2013-08-06 13:23:48

by Lei Wen

[permalink] [raw]
Subject: false nr_running check in load balance?

Hi Paul,

I notice in load_balance function, it would check busiest->nr_running
to decide whether to perform the real task movement.

But in some case, I saw the nr_running is not matching with
the task in the queue, which seems make scheduler to do many redundant
checking.
What I means is like there is only one task in the queue, but nr_running
shows it has two. So if that task cannot be moved, it would be still checked
for twice.

With further checking, I find there is one patch you submit before:
commit 953bfcd10e6f3697233e8e5128c611d275da39c1
Author: Paul Turner <[email protected]>
Date: Thu Jul 21 09:43:27 2011 -0700

sched: Implement hierarchical task accounting for SCHED_OTHER

In this patch, you increase nr_running when enqueue enqueue_task_stop,
which is the reason nr_running is increase while task not be increased.
It is true at that time, the stopper has been waken up and enqueue again
into cpu, and do the migration job. So the logic should be right there.

My question is whether we could change the judgment into cfs_rq->nr_running?
Since the load_balance is only for cfs, right?

diff --git a/kernel/sched/fair.c b/kernel/sched/fair.c
index bb456f4..ffc0d35 100644
--- a/kernel/sched/fair.c
+++ b/kernel/sched/fair.c
@@ -5096,7 +5096,7 @@ redo:
schedstat_add(sd, lb_imbalance[idle], env.imbalance);

ld_moved = 0;
- if (busiest->nr_running > 1) {
+ if (busiest->cfs.nr_running > 1) {
/*
* Attempt to move tasks. If find_busiest_group has found
* an imbalance but busiest->nr_running <= 1, the group is

Thanks,
Lei


2013-08-12 14:43:24

by Peter Zijlstra

[permalink] [raw]
Subject: Re: false nr_running check in load balance?

On Tue, Aug 06, 2013 at 09:23:46PM +0800, Lei Wen wrote:
> Hi Paul,
>
> I notice in load_balance function, it would check busiest->nr_running
> to decide whether to perform the real task movement.

(Data shown):
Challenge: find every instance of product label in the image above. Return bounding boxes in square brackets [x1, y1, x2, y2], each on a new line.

(Tasks):
**A.** In the scheduler mailing-list thread, which field does Lei Wen propose checking in place of busiest->nr_running?
**B.** Repeat the scheduler mailing-list thread verbatim, starting with "In this patch, you" and going on through "judgment into cfs_rq->nr_running?".

(Results for each task):
**A.** cfs_rq->nr_running, which the diff writes as busiest->cfs.nr_running.

**B.**
In this patch, you increase nr_running when enqueue enqueue_task_stop,
which is the reason nr_running is increase while task not be increased.
It is true at that time, the stopper has been waken up and enqueue again
into cpu, and do the migration job. So the logic should be right there.

My question is whether we could change the judgment into cfs_rq->nr_running?